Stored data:
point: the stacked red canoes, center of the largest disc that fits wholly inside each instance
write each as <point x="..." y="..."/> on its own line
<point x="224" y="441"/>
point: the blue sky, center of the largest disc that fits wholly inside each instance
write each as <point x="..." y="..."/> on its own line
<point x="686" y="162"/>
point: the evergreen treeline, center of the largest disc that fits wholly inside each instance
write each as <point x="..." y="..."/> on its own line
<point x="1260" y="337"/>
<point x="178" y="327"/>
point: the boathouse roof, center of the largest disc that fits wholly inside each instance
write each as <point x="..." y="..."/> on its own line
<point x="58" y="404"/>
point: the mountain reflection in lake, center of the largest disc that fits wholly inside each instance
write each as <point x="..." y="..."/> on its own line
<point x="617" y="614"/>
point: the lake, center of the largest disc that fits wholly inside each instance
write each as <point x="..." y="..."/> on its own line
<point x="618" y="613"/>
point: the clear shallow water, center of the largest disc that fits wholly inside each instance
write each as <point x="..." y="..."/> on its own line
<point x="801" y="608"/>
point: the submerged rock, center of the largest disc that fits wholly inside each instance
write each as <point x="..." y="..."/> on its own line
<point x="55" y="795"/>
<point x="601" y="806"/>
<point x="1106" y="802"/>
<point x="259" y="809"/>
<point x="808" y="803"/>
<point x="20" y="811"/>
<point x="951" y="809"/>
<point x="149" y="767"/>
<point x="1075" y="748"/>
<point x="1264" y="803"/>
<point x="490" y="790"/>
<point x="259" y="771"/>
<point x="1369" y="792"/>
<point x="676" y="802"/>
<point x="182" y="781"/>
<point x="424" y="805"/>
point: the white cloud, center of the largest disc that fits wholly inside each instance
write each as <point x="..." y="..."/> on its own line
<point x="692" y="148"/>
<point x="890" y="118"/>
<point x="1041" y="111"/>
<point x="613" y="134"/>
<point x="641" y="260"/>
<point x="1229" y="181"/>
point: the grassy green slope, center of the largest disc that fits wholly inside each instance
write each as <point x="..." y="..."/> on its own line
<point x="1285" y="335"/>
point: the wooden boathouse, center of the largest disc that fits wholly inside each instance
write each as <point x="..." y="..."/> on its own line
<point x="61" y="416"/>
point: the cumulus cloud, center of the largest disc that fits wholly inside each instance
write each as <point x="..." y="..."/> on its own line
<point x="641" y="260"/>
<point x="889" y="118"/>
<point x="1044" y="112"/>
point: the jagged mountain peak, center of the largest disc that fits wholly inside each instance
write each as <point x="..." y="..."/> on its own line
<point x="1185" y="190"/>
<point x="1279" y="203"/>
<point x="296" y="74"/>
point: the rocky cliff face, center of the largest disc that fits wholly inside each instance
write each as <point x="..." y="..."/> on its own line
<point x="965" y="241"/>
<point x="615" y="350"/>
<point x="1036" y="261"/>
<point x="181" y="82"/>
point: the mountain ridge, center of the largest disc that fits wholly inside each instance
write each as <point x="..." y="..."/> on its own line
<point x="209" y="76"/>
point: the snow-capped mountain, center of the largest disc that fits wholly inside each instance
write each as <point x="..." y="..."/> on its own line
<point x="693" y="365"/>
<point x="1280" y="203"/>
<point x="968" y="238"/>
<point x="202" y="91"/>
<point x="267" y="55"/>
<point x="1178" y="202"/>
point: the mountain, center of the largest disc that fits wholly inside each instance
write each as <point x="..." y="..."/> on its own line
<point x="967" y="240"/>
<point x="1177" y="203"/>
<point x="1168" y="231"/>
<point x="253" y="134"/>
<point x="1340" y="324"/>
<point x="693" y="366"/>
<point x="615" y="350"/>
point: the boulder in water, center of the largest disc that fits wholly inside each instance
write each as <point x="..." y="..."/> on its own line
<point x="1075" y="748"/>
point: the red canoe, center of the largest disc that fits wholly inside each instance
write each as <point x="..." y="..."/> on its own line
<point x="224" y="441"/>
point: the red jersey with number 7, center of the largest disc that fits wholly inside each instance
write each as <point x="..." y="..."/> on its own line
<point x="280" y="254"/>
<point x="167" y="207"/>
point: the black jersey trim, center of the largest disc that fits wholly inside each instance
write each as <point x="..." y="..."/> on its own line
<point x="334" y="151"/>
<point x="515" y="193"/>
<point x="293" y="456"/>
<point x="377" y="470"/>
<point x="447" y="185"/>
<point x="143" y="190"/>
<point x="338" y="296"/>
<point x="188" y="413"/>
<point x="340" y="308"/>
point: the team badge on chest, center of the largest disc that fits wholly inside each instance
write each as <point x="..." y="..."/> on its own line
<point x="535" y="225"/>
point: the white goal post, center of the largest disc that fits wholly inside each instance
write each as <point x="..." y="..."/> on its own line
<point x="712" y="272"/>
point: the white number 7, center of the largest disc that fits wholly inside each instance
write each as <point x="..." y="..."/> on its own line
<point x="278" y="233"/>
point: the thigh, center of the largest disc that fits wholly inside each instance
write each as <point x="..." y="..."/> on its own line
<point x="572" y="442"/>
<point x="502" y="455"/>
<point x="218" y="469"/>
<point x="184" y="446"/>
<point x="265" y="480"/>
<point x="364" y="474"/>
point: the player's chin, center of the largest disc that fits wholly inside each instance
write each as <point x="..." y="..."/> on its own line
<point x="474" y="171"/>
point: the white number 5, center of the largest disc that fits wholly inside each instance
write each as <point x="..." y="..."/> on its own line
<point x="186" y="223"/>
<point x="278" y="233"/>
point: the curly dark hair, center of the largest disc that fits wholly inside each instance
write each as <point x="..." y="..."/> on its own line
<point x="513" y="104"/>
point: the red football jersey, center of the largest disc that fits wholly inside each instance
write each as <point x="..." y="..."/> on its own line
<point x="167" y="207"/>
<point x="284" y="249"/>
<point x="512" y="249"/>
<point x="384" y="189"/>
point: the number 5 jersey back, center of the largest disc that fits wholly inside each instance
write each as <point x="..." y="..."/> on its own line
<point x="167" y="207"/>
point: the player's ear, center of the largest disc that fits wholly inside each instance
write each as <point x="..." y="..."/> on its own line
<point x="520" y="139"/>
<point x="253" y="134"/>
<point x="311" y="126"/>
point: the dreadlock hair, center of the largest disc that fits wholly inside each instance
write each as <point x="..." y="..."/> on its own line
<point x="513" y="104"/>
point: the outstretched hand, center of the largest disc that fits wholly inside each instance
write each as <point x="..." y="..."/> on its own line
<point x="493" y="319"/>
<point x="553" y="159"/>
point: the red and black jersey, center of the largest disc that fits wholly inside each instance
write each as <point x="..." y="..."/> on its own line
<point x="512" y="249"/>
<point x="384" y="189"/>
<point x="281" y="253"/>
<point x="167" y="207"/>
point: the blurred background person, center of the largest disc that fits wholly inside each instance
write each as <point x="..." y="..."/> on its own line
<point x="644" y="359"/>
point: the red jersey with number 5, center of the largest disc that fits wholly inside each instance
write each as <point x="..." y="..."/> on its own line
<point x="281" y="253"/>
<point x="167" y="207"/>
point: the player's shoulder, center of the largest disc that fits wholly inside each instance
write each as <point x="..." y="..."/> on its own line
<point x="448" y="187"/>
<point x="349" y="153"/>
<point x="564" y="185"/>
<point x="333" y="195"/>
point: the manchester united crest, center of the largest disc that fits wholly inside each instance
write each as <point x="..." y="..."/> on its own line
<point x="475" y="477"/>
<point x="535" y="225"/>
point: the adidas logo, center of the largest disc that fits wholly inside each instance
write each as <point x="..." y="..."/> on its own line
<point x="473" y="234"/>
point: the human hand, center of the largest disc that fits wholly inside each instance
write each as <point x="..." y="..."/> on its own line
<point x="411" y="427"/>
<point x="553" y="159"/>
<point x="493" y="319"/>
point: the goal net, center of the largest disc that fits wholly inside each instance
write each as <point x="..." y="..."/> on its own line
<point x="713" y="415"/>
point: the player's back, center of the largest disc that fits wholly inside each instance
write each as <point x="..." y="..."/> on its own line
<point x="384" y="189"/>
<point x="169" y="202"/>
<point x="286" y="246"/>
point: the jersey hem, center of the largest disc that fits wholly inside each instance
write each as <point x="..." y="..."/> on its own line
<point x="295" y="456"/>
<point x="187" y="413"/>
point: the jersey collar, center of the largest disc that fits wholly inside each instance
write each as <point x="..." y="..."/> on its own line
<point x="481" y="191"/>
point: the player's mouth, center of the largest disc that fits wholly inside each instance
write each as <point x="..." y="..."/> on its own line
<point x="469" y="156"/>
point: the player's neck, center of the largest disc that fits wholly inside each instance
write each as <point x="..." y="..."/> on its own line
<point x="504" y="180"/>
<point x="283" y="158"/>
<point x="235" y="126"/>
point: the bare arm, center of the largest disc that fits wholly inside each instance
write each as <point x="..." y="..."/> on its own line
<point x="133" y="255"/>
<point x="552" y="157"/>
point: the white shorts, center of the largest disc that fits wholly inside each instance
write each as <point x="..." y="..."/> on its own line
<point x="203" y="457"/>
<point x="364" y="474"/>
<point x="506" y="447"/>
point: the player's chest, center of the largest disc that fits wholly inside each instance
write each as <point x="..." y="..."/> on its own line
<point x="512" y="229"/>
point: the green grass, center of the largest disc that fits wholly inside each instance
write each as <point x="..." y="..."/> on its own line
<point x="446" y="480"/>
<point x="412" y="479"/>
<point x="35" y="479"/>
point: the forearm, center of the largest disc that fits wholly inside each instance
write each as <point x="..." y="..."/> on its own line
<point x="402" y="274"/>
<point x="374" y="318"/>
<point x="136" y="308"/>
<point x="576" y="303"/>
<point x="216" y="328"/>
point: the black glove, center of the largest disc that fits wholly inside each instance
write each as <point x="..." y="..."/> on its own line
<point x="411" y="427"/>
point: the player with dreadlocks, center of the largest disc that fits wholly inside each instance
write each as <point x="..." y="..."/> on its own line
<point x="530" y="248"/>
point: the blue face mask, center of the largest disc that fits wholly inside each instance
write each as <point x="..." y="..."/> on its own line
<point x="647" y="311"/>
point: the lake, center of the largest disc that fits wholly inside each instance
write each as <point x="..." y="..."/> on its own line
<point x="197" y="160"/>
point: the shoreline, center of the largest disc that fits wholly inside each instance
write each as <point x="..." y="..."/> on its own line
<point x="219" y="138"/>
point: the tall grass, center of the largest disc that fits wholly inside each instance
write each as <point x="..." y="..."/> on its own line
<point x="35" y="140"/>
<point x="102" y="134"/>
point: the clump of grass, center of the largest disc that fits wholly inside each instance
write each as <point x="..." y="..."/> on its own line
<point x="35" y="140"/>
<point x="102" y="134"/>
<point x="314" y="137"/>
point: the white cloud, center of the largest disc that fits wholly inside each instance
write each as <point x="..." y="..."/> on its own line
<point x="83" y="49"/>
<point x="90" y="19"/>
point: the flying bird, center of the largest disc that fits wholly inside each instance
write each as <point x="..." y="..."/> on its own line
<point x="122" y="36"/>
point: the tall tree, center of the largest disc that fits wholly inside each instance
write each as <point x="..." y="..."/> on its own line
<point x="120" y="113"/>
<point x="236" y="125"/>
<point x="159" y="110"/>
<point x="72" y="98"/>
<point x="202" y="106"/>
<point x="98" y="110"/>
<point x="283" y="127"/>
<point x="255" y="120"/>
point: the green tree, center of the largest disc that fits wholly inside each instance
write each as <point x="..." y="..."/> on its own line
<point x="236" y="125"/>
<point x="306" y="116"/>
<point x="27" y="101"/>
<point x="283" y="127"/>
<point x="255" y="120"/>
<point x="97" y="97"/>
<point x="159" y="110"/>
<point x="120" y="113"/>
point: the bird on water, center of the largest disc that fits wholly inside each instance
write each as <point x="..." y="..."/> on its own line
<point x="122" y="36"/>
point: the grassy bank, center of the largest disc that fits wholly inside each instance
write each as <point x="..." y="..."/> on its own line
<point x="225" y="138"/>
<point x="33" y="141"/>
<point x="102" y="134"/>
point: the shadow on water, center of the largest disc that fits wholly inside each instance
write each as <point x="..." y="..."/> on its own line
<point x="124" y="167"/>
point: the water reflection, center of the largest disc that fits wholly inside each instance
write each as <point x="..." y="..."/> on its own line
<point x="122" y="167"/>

TASK: Please quote exactly the lines from the one containing "point: the flying" through the last line of the records above, both included, and nothing else.

FINISHED ANSWER:
point: the flying bird, center of the largest disc that fits wholly inside each instance
write each as <point x="..." y="..."/> on its own line
<point x="122" y="36"/>
point: the tall tree, center of the largest disc that fits wholly inside each instance
write each as <point x="..." y="..."/> on its own line
<point x="120" y="113"/>
<point x="236" y="125"/>
<point x="159" y="110"/>
<point x="72" y="98"/>
<point x="202" y="106"/>
<point x="98" y="110"/>
<point x="283" y="127"/>
<point x="255" y="120"/>
point: the green tree, center of the largest disc that fits wholly inside each instance
write each as <point x="..." y="..."/> on its own line
<point x="236" y="125"/>
<point x="306" y="116"/>
<point x="27" y="101"/>
<point x="283" y="127"/>
<point x="255" y="120"/>
<point x="97" y="97"/>
<point x="159" y="110"/>
<point x="120" y="113"/>
point: the bird on water, center of the largest disc that fits wholly inside each instance
write each as <point x="..." y="..."/> on its own line
<point x="122" y="36"/>
point: the grassy bank, center of the largest disc that fits wholly inside each instance
write each as <point x="..." y="..."/> on its own line
<point x="225" y="138"/>
<point x="33" y="141"/>
<point x="102" y="134"/>
point: the shadow on water, center of the largest disc that fits wholly inside each instance
write each as <point x="..." y="..."/> on its own line
<point x="124" y="167"/>
point: the water reflection, center of the largest disc that fits wholly inside each instance
write each as <point x="..." y="..."/> on its own line
<point x="122" y="167"/>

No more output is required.